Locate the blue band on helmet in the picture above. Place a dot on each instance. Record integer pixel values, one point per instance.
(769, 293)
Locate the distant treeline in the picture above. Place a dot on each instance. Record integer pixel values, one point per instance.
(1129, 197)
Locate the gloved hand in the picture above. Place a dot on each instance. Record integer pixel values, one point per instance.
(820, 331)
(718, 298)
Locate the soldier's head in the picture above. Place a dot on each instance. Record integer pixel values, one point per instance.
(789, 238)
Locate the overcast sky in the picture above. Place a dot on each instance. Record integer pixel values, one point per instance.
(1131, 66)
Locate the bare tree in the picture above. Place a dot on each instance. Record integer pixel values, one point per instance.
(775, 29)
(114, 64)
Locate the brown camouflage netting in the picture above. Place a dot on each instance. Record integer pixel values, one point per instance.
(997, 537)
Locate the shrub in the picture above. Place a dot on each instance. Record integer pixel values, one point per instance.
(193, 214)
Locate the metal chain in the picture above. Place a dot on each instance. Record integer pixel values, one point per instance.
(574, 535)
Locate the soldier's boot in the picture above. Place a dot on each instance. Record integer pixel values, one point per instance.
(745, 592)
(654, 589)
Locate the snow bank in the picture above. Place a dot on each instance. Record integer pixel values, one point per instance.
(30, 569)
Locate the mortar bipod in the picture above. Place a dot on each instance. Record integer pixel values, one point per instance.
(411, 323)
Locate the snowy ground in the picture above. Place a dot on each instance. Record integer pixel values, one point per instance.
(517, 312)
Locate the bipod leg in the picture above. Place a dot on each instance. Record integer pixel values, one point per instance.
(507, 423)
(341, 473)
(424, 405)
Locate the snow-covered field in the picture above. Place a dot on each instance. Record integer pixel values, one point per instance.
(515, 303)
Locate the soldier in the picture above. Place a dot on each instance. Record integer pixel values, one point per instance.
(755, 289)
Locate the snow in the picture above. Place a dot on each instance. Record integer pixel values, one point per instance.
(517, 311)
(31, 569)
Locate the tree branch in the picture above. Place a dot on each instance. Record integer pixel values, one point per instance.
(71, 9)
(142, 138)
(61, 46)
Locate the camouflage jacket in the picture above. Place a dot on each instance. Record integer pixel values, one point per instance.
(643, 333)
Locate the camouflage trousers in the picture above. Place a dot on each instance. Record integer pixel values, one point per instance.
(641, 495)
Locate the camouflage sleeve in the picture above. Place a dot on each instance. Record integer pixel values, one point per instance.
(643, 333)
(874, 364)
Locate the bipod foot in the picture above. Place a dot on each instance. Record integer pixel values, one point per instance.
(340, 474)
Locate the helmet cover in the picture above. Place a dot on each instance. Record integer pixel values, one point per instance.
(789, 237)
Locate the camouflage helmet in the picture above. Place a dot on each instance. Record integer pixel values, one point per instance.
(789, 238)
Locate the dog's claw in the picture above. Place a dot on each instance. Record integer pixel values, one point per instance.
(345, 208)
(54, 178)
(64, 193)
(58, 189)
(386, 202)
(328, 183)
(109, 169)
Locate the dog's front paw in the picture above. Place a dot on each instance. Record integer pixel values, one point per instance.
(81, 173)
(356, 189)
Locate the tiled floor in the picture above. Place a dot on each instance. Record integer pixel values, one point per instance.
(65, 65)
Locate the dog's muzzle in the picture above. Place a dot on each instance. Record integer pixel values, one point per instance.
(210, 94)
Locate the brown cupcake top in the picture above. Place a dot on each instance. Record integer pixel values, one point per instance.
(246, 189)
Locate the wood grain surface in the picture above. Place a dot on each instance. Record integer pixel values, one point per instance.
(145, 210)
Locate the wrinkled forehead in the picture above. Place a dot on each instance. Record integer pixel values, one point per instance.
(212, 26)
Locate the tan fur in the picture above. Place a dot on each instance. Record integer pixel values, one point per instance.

------

[WORK TASK] In the lines above, every record is to be repeated exactly.

[RESULT]
Locate the blue band on helmet in the picture above. Place a dot on each instance. Record integer pixel values, one point per instance.
(769, 293)
Locate the distant treeline in the picture above. Place a dot on each instance. Record integer pixel values, one point per instance.
(1129, 197)
Locate the gloved hand in the picture above. Place a dot on each instance. Record integer pixel values, one point per instance.
(820, 331)
(718, 298)
Locate the soldier's head in the picture above. Place a dot on each instance. Record integer pixel values, one point per instance.
(789, 238)
Locate the overcast sky in the picture above. Place a dot on each instance. Record integer pixel values, one point per instance.
(1131, 66)
Locate the bare tree in the picture above. Place a dot on each instance. Record integer pixel values, one point per instance.
(775, 29)
(114, 64)
Locate the brown camouflage netting in the picture above. Place a dot on each instance. Record integer pixel values, one point per instance.
(997, 537)
Locate the shrub in the picture above. Place a dot on each instance. Record integer pixel values, one point per instance.
(193, 214)
Locate the metal chain in the picture above. Place a dot on each instance. Record integer pixel values, one point per instance.
(574, 535)
Locate the soldier's boot in the picture above. Place a dot on each instance. Record integer pixel values, one point per instance.
(745, 592)
(654, 589)
Locate the snow bank in the picture above. Place a dot on each instance. Record integer pixel values, one point per instance.
(30, 569)
Locate the mortar bipod in the picture above. Place a dot on each instance. Record integer pixel values, one point per instance.
(411, 323)
Locate the snowy ground in the picture above. Place a dot on each instance. Record integer pixel values, one point per instance.
(517, 312)
Locate the bipod leg in the picture above. Place a dot on each instance. Record integer pixel values, one point per instance.
(507, 423)
(341, 473)
(424, 405)
Locate the snow-covered field in the picture above. Place a dot on each instance. Record integer pixel values, one point per instance.
(515, 303)
Locate the soldier in the picture above. Place a dot on each instance. Record integer pixel values, one point per instance.
(755, 289)
Locate the snow in the picture above. Place a dot on each instance. Record integer pixel values, one point per instance.
(517, 311)
(31, 569)
Locate the tree branch in the picture above. Place a dot on each instance. Record integer pixel values, one point per instance.
(71, 9)
(142, 138)
(61, 46)
Locate the camouflage jacket in the picture above. Place a dot on each instance. Record integer pixel values, one point per instance.
(643, 333)
Locate the camouflage trousers in the picture above. Place a dot on each instance. Record integer pixel values, one point per instance.
(641, 495)
Locate the camouflage sleeve in the picture above. Place a dot on each instance. Record integer pixel values, one point per instance.
(643, 333)
(874, 364)
Locate the bipod foot in the picture above. Place a dot on each instance. Record integer pixel values, one point per instance.
(340, 474)
Locate the helmet cover in the picture above. Place a dot on each instance. Record integer pixel values, one point per instance.
(789, 237)
Locate the camouflage helmet in the picture above. Place a dot on each instance. Record integer pixel values, one point per instance.
(789, 238)
Locate the dog's claw in the picture above. Place a dot on each instance. Record integer pixel values, one point per instance.
(345, 208)
(54, 178)
(64, 193)
(58, 189)
(386, 202)
(328, 183)
(109, 169)
Locate the dog's front paw in the picture above. Place a dot on each instance. Record integer pixel values, one point per instance.
(81, 173)
(356, 189)
Locate the tiled floor in the picture above. Place a dot on each instance. Record integer pixel values, one point per instance.
(65, 65)
Locate the dog's muzzle in the picture above. Place a dot on each instance. Record integer pixel values, one point per instance.
(210, 94)
Locate the brown cupcake top in the picture above. Place a dot on each instance. Record integer pixel values, one point per instance.
(246, 189)
Locate the wood grain surface in the picture above. Place a dot on each instance. Record integer pixel values, one point per instance.
(145, 210)
Locate the wrinkled forehead in the picture above. Place a dot on each instance. Record integer pixel values, one point per instance.
(212, 26)
Locate the tan fur in the picture above. Place a dot on each instance. Record integer pixel values, one point per instance.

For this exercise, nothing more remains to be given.